Dataset records:
######

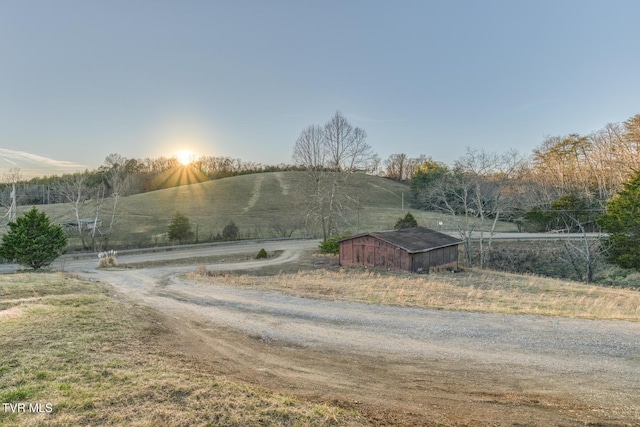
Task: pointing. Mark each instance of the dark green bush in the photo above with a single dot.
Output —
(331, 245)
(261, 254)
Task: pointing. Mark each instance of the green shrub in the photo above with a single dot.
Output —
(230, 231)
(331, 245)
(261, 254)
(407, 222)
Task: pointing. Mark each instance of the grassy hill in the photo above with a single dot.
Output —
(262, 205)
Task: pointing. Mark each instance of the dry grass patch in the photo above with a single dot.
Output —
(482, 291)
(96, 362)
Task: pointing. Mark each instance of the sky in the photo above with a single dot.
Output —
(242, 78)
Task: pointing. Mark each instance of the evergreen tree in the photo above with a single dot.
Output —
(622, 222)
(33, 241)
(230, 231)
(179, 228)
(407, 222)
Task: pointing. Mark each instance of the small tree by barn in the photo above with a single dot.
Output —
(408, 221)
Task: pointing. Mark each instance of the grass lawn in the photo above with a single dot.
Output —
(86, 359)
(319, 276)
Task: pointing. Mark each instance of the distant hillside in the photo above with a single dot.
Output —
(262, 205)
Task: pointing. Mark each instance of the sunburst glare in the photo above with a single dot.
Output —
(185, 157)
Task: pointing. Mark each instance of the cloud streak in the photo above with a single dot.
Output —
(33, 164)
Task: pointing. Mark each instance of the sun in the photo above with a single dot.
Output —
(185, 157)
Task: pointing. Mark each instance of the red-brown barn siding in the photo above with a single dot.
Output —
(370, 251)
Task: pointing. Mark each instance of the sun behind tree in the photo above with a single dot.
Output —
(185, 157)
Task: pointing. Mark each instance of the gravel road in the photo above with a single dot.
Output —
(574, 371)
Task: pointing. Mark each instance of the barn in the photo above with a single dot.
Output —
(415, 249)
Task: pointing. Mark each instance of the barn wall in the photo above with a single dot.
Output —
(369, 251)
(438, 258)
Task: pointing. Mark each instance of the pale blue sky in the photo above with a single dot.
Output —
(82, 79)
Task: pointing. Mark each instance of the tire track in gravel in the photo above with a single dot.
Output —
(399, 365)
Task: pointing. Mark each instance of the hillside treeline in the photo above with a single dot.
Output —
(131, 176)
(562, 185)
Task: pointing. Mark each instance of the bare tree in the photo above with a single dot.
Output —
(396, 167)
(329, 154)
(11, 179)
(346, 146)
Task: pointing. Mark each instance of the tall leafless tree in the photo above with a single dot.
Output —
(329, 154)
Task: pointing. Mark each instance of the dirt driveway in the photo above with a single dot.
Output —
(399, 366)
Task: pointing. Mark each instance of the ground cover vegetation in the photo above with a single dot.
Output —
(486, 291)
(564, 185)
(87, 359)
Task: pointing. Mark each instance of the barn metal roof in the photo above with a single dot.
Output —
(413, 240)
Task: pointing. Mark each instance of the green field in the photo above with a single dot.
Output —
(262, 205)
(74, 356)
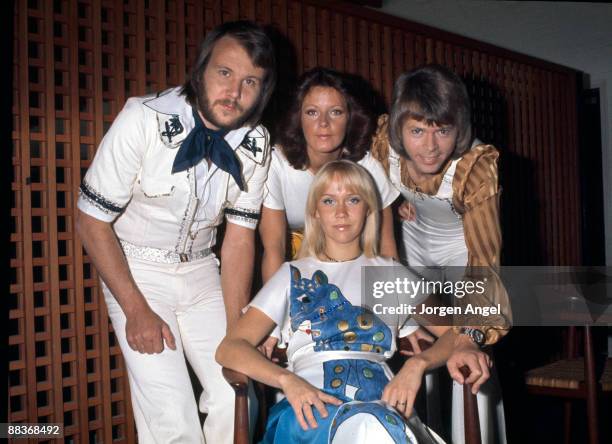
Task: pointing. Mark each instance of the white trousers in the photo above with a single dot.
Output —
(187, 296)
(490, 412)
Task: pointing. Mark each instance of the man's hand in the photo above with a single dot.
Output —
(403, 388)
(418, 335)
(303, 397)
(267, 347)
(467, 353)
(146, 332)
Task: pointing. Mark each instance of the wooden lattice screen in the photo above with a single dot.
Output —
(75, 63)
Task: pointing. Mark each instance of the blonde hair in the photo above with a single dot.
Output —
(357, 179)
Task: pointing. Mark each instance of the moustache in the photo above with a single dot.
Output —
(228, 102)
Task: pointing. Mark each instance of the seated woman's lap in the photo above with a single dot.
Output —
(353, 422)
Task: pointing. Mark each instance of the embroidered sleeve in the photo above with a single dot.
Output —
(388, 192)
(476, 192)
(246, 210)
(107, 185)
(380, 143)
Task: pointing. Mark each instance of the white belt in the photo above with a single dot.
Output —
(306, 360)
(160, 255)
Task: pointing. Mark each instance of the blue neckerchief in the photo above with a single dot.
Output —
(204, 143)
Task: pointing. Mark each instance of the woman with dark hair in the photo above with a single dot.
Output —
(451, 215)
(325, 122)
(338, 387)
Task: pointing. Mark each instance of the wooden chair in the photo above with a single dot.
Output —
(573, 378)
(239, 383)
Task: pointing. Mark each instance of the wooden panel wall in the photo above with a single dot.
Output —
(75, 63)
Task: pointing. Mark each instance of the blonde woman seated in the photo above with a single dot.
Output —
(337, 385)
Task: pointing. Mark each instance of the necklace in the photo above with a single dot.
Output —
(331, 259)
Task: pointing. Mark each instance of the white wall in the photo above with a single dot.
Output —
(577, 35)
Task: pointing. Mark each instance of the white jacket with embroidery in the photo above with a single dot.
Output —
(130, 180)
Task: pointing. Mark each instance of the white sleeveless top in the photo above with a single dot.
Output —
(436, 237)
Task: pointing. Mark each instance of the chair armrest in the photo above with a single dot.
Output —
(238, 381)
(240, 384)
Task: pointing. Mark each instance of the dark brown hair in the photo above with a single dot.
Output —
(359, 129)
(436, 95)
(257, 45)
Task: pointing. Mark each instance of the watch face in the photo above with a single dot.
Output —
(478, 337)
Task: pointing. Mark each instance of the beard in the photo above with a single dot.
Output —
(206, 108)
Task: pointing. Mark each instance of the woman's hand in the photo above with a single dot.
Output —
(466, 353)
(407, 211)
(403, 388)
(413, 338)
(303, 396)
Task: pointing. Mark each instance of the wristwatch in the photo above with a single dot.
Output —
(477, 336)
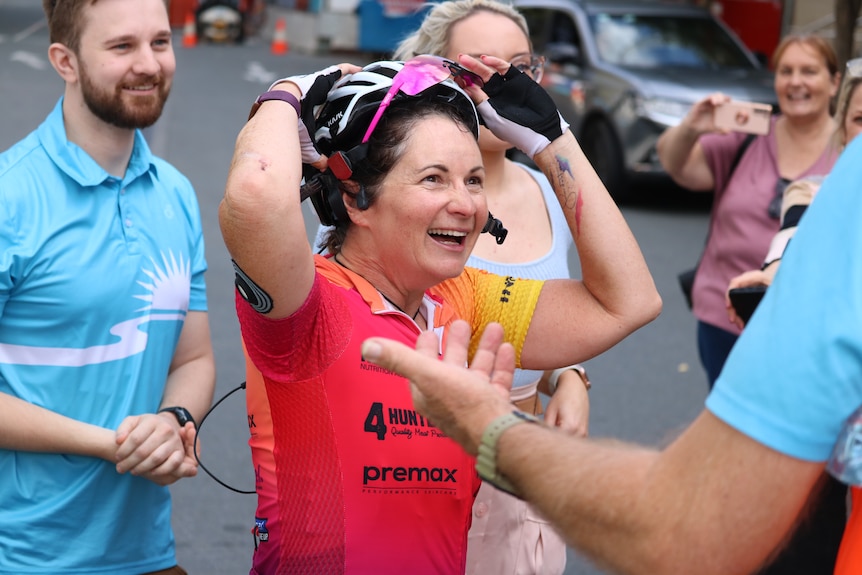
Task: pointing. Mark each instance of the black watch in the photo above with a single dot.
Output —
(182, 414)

######

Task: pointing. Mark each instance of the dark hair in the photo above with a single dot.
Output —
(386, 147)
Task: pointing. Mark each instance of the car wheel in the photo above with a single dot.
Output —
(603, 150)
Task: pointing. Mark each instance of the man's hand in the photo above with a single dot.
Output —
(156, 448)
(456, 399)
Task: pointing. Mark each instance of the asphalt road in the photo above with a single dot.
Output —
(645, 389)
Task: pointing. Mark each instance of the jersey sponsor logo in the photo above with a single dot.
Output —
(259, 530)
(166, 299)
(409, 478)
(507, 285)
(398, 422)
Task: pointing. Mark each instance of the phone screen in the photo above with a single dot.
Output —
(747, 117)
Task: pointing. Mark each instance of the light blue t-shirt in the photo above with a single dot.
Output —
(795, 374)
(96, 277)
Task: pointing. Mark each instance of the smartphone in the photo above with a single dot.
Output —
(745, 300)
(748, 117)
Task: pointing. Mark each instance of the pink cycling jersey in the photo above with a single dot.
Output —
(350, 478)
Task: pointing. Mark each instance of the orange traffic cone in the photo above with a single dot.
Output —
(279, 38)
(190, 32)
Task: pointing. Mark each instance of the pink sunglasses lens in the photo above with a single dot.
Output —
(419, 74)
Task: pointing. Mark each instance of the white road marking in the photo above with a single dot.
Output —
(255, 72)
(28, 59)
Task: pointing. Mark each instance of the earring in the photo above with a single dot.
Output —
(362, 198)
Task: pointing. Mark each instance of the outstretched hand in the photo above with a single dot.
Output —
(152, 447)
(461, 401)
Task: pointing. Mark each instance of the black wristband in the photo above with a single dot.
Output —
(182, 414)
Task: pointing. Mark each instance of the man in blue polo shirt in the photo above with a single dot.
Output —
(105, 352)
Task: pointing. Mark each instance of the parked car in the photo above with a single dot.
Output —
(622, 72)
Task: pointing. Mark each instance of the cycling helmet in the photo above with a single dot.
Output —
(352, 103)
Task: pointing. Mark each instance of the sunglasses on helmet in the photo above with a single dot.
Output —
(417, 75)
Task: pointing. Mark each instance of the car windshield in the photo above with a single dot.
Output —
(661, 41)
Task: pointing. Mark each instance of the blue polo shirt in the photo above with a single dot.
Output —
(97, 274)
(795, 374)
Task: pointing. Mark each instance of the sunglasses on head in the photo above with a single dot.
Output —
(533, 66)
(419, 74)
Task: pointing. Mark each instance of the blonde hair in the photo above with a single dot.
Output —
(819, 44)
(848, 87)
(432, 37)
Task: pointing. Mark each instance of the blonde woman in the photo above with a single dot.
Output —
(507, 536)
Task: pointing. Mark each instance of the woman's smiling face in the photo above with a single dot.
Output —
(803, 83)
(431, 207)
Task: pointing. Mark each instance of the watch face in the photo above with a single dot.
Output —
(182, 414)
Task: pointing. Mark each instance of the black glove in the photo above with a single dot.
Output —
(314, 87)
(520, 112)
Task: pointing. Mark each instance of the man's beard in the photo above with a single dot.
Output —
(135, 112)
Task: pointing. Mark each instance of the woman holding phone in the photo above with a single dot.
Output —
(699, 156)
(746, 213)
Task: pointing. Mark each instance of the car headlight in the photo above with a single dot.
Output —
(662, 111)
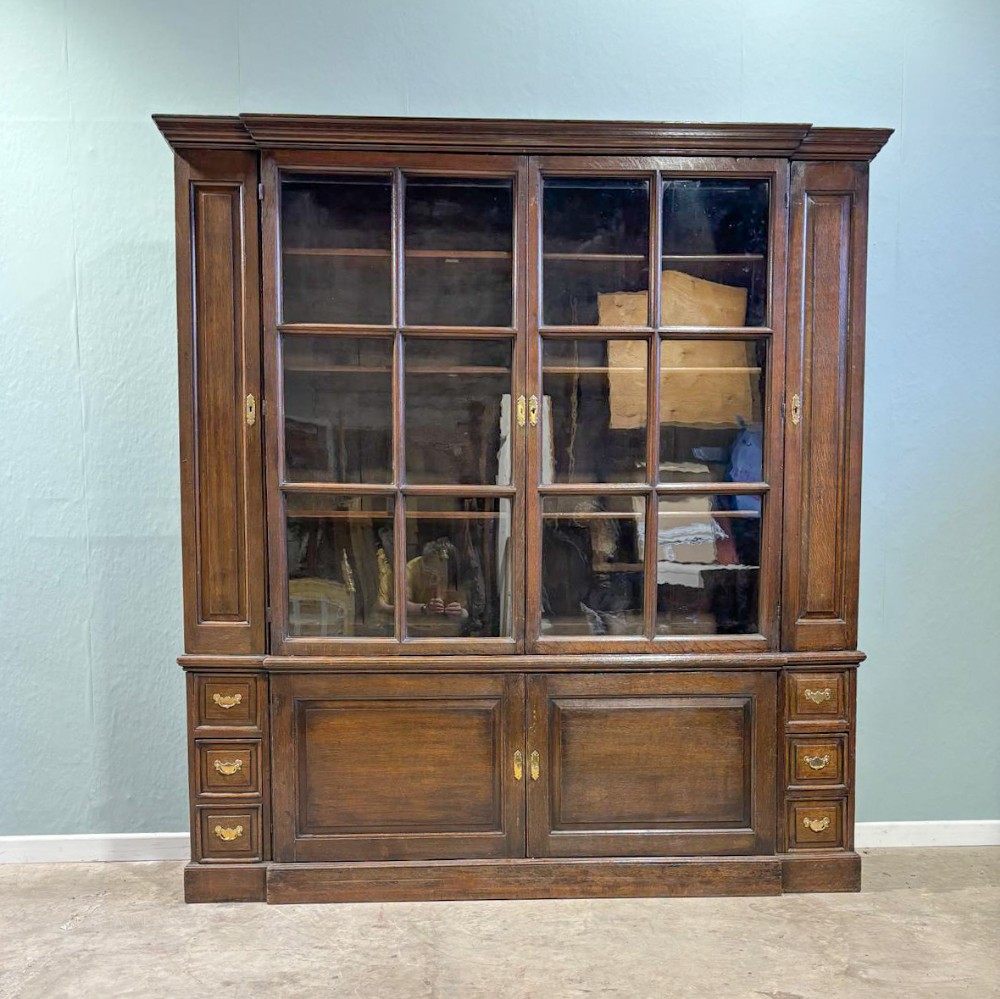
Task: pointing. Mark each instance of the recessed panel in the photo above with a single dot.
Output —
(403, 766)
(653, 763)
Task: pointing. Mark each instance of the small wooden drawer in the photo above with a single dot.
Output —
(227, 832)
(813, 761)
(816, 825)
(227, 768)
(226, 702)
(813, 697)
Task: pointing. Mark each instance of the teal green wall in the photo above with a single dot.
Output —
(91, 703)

######

## Task directions
All lines holding the word "polo" must be copied from the data.

## Response to the exercise
Task: pointing. Mark each instance of the man in blue polo shirt in the photo above with a single dot.
Task: pointing. Mark each instance of the blue polo shirt in the photo above with a single dot.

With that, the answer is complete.